| STATED EXERCISE |
Identify every line in the items below that contains the string "cushion", and copy each of those lines in full. Case counts, so a line qualifies only if its letters match in uppercase and lowercase.

#### MATERIALS PROVIDED

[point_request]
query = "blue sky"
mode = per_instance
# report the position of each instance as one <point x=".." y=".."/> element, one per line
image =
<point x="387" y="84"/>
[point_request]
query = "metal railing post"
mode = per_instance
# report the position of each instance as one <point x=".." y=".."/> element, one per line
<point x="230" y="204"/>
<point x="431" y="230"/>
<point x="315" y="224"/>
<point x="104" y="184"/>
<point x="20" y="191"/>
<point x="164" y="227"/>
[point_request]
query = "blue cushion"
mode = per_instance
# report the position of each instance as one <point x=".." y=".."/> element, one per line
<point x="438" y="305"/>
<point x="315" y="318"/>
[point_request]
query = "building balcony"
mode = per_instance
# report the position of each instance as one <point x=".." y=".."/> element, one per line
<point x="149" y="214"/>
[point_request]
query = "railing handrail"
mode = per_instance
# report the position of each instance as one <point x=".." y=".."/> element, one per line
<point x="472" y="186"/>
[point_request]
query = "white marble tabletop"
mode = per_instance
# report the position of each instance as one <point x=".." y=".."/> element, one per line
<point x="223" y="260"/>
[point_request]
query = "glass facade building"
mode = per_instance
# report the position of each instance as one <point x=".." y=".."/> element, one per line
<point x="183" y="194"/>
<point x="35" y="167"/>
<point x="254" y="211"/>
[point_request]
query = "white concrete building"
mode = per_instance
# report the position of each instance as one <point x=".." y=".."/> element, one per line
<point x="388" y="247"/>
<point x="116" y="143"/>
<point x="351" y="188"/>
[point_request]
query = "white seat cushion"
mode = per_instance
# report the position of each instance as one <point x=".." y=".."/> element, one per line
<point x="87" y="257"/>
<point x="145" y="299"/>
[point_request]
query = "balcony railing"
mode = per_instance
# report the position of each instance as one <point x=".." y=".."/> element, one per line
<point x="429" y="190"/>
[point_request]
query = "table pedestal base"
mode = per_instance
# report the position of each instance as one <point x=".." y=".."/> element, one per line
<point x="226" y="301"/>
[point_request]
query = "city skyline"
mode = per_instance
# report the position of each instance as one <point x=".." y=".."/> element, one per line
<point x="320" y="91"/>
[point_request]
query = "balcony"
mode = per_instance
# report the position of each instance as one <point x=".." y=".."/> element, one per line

########
#### MATERIALS PROVIDED

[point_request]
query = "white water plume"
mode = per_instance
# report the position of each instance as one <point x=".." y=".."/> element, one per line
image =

########
#### MATERIALS PROVIDED

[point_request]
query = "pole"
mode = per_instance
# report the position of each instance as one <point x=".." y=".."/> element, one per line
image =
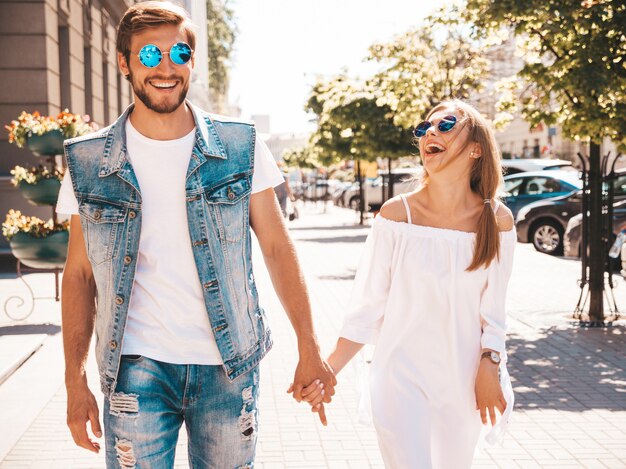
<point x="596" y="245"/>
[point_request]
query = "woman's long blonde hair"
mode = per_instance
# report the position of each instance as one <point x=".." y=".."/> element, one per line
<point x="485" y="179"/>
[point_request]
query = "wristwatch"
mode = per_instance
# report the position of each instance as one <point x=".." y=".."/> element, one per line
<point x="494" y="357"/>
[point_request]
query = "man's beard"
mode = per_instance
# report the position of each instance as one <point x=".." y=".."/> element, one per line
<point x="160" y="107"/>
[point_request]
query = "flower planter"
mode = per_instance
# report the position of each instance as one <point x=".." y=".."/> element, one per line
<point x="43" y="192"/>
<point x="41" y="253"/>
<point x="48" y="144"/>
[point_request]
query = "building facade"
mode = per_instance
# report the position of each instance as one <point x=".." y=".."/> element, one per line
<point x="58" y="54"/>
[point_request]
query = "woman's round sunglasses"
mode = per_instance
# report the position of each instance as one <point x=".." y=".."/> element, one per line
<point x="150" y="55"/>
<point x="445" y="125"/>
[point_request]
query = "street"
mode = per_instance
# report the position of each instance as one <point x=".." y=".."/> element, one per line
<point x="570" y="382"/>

########

| FULL RESPONSE |
query = "blue cushion"
query = "white seat cushion"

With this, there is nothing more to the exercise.